#### AIM
Pick out and copy in full every line of the items below that contains the string "tile". Matching is case-sensitive.

#### MATERIAL FOR THIS TASK

------------------------------------

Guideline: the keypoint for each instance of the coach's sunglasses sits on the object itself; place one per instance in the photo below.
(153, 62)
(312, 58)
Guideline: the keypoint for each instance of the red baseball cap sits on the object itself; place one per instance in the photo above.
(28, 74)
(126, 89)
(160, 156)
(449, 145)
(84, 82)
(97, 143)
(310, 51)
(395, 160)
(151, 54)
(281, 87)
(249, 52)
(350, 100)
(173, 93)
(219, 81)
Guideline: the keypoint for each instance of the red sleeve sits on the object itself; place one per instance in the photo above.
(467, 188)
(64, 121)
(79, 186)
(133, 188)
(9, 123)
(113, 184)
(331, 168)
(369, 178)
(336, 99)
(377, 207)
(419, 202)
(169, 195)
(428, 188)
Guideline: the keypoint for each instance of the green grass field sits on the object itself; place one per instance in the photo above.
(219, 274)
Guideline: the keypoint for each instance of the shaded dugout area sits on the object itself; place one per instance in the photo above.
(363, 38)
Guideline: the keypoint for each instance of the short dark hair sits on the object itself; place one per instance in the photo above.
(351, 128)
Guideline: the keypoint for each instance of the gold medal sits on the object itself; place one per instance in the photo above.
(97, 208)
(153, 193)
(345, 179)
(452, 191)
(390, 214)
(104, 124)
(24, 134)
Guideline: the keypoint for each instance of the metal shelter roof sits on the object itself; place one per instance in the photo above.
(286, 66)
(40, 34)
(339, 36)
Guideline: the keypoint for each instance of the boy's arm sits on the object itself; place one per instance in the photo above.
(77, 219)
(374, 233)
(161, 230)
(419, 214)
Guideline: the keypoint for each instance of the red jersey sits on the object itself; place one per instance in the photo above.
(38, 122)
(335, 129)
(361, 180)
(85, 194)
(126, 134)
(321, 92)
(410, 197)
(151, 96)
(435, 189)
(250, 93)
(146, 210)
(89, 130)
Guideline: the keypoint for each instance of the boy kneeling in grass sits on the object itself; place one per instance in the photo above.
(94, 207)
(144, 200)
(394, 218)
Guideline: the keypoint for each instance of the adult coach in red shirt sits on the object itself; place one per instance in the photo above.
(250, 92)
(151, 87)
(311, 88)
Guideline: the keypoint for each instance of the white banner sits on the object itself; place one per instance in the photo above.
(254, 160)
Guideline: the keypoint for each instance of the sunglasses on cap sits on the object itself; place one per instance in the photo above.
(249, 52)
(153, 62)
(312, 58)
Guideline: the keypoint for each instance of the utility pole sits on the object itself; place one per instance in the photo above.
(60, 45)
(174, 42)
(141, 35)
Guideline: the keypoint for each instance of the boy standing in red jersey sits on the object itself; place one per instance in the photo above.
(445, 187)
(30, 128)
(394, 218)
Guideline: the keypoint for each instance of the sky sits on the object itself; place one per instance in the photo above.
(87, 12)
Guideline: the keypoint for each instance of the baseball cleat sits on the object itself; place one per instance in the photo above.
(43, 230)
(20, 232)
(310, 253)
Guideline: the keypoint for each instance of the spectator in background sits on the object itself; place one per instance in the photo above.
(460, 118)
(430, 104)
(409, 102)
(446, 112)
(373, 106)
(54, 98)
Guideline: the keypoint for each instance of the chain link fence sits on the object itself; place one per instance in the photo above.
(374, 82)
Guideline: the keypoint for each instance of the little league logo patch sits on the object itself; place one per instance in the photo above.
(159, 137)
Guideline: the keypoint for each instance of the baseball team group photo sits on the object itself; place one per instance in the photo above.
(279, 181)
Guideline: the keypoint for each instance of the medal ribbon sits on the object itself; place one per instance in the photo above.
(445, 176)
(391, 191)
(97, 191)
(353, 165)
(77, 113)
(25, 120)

------------------------------------

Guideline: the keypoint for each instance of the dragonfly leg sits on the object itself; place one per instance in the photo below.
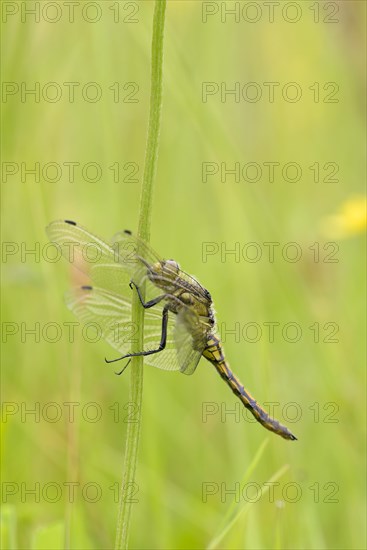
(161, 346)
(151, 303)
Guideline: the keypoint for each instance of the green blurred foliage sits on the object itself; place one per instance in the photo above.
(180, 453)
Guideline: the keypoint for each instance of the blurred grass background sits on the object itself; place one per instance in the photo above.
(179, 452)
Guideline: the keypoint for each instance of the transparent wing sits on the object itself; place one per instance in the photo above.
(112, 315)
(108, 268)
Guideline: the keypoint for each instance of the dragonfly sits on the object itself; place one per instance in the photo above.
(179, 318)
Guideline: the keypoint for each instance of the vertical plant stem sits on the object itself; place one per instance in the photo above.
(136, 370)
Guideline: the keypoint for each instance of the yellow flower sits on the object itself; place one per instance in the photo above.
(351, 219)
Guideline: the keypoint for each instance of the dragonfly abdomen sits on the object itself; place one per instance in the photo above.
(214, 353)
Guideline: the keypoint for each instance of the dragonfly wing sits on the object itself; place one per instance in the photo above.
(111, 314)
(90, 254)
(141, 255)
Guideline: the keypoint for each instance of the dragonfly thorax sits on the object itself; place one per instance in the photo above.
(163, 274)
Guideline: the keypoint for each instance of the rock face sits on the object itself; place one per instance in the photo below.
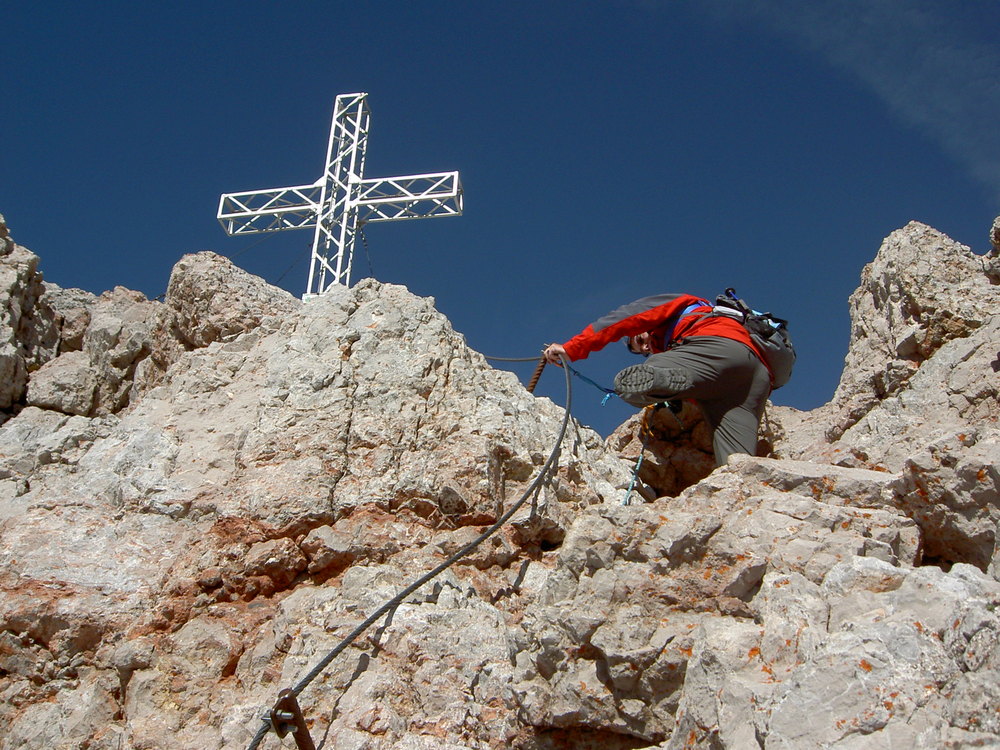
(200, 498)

------------------------------------

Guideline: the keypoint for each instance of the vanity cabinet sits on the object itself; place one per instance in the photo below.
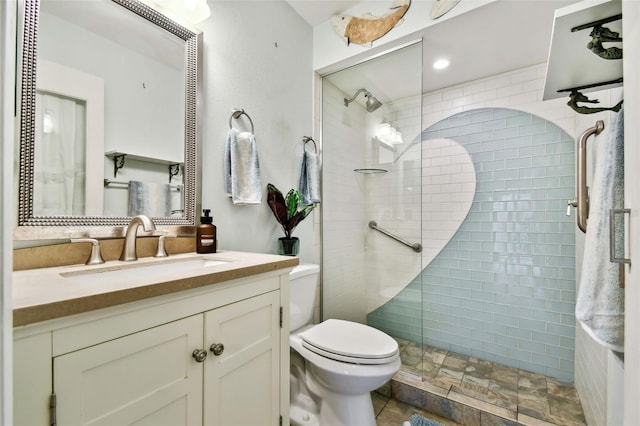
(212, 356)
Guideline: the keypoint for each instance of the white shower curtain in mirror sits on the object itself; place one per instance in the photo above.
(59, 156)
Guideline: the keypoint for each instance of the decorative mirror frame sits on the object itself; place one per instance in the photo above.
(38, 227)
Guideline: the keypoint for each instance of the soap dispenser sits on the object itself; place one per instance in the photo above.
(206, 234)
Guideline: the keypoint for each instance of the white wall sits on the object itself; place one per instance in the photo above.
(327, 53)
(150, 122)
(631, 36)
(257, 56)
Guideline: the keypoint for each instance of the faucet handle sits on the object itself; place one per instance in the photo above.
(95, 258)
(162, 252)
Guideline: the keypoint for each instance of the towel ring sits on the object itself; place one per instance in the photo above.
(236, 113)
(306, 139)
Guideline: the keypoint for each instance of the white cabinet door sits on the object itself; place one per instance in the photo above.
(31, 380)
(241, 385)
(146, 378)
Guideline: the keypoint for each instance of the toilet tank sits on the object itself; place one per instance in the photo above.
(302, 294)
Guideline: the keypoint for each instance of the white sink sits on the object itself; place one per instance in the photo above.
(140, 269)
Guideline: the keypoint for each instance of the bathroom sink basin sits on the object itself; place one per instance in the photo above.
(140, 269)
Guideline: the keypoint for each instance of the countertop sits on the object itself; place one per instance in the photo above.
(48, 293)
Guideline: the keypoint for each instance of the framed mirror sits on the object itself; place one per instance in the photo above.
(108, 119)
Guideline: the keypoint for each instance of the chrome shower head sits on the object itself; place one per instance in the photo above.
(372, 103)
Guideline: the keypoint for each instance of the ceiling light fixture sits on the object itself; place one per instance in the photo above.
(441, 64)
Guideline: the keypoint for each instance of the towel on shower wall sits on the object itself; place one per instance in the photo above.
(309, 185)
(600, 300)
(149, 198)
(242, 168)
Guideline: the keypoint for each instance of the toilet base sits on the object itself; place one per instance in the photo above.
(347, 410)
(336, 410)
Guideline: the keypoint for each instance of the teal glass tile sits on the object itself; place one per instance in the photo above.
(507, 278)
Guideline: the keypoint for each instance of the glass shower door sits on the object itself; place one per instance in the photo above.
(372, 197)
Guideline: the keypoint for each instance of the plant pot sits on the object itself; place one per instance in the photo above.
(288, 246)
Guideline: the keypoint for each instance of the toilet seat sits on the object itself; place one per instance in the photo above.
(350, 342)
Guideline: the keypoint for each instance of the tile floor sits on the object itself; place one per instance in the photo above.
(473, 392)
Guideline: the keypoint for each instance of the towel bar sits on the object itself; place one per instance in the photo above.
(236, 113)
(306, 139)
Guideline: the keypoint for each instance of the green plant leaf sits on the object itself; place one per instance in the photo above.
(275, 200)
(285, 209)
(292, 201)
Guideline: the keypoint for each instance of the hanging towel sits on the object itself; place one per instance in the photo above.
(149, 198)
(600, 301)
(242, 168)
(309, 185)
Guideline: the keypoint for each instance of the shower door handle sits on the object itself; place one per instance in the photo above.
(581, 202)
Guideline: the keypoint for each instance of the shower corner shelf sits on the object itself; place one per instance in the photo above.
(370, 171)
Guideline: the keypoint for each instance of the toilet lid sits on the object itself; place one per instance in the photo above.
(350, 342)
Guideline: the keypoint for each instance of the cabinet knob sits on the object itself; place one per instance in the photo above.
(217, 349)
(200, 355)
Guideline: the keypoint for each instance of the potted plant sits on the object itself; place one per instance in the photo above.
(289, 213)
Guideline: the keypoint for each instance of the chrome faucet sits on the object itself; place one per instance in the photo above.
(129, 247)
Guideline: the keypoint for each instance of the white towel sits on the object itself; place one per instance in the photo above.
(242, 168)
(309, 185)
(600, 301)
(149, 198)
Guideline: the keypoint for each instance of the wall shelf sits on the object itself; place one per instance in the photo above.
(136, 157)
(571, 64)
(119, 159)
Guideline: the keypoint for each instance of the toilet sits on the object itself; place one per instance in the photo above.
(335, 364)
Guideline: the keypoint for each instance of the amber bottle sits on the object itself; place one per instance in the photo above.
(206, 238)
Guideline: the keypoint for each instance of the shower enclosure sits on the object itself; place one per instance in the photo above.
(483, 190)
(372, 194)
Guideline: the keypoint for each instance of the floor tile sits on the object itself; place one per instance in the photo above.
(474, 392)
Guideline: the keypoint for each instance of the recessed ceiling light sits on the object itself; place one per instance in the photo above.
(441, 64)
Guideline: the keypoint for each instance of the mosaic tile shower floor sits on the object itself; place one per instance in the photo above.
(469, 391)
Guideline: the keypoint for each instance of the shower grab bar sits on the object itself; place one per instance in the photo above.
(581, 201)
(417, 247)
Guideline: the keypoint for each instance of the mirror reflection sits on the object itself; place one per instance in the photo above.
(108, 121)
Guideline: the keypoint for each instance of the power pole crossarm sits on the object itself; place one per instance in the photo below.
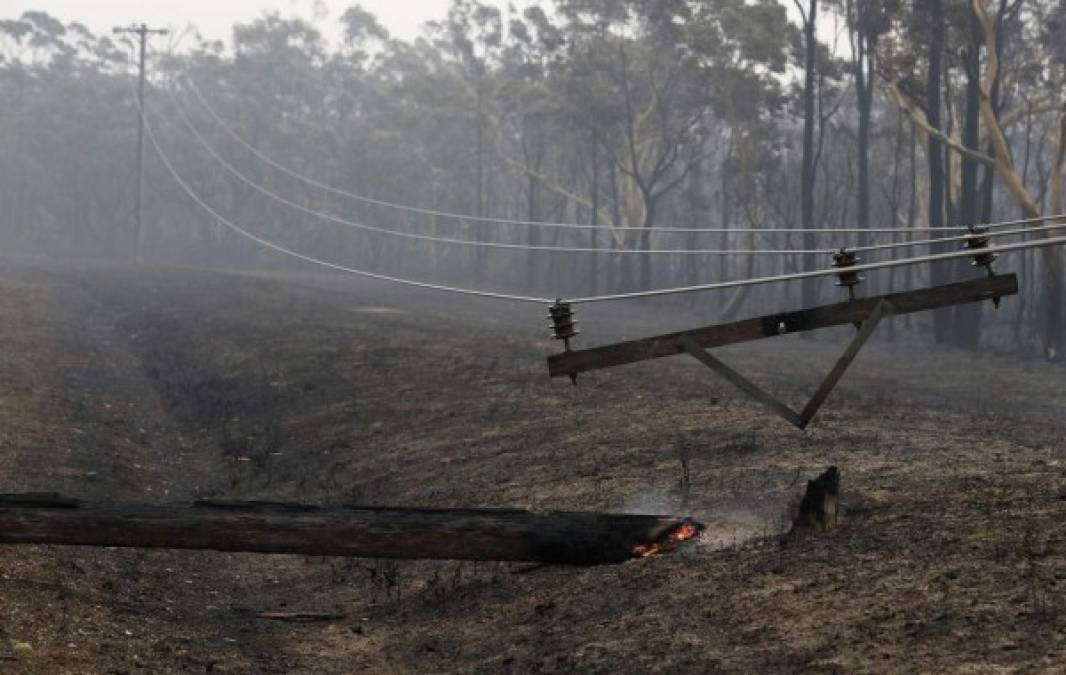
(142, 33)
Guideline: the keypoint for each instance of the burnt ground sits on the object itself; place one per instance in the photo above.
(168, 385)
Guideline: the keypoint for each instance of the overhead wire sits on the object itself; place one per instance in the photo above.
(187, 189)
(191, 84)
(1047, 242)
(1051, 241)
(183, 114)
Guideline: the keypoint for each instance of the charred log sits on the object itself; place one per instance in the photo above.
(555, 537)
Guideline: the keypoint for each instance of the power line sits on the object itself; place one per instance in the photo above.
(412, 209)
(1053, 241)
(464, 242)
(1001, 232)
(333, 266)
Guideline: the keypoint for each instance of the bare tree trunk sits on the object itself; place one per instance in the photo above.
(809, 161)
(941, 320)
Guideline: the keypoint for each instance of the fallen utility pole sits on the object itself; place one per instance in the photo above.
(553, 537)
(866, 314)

------------------------------------

#### EXERCISE RESPONSE
Guideline: the keypoint for each instance of the teal glass tile sits on the object itself; place one per instance in the photo above.
Guideline: the keypoint for each instance of the tile floor sits on the object itself; place one per instance in the photo above.
Guideline: the keypoint for each instance of the floor tile sits on the object itself; place one per instance in the photo above.
Guideline: the keypoint for each instance of the mosaic tile shower floor sits on the object itself; place one per instance in the photo above.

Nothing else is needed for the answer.